Records drawn from a dataset
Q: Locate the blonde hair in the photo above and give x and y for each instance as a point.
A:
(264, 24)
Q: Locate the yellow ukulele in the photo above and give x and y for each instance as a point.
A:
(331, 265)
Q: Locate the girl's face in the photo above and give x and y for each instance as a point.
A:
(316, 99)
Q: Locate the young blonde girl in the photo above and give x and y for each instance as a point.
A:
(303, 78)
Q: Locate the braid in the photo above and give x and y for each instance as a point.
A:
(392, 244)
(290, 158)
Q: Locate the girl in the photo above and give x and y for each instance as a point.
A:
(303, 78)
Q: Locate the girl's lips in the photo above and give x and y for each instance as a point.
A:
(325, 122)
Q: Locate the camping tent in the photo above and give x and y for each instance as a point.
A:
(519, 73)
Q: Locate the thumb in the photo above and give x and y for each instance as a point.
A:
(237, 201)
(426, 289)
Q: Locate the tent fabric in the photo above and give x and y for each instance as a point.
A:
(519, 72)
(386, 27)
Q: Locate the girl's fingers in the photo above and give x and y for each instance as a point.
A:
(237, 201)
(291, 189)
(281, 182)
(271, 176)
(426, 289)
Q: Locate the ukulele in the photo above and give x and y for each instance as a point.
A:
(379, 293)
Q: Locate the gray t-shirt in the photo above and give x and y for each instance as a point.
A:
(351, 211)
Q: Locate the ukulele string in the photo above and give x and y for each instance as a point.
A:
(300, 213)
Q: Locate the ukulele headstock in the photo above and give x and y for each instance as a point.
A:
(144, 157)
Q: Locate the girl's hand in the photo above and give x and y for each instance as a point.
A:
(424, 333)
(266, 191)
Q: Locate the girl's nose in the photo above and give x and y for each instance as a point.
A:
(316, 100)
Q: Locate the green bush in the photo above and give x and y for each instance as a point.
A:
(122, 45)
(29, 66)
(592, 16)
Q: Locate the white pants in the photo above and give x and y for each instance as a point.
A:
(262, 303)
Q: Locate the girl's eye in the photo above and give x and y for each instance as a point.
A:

Task details: What is needed is a verbatim copy of the data, complete from first line to last.

Finished task:
Q: Locate the blonde hair in the photo above and give x and y for each instance as a point.
A:
(264, 24)
Q: Locate the yellow ukulele in the photo above and give x and y for each instance as a point.
A:
(331, 265)
Q: Locate the girl's face in the photo above and give x and y for each instance as a point.
A:
(316, 99)
Q: Locate the young blonde girl in the photo above and give x and y for each instance as a point.
A:
(303, 78)
Q: Locate the braid in the photo above and give x and y for each instance as a point.
A:
(392, 244)
(290, 158)
Q: Locate the girl in the photo above and give x and y for each instance as a point.
A:
(303, 78)
Q: Locate the girl's lips in the photo above and give x and y for each instance as a point.
A:
(325, 122)
Q: Locate the camping tent in the photo above and give x and y for each instance as a point.
A:
(519, 73)
Q: Locate the thumb in the photo above and give x and y for each instance as a point.
A:
(237, 201)
(426, 289)
Q: Locate the tent fabric in the photo above and give x and y for each instance as a point.
A:
(519, 72)
(386, 27)
Q: Locate the girl's fingers in the photo above and give x and y for each instance as a point.
A:
(237, 201)
(291, 189)
(281, 182)
(271, 176)
(426, 289)
Q: Locate the ukulele in the photo above and give x and y for each instance as a point.
A:
(379, 293)
Q: Locate the gray t-shirt in the photo above and give x and y for each instance as a point.
A:
(351, 211)
Q: Locate the ukulele string in the photo above and give x and y for each instance as a point.
A:
(300, 213)
Q: Locate the ukulele headstock in the photo above and give x and y for each instance as a point.
A:
(144, 157)
Q: Locate the girl's hand in the photo above and give x and y for each instance as a point.
A:
(424, 333)
(266, 191)
Q: Locate the girl's nose in the photo above and give x and y for each instance as a point.
A:
(316, 100)
Q: Locate the green bush in the photo above and give x and y for each instance as a point.
A:
(122, 45)
(29, 66)
(592, 16)
Q: Locate the white pants in the photo above and give x and y for each instance as a point.
A:
(262, 303)
Q: Locate the girl's eye in the photo above and give x and y for each instance as a point.
A:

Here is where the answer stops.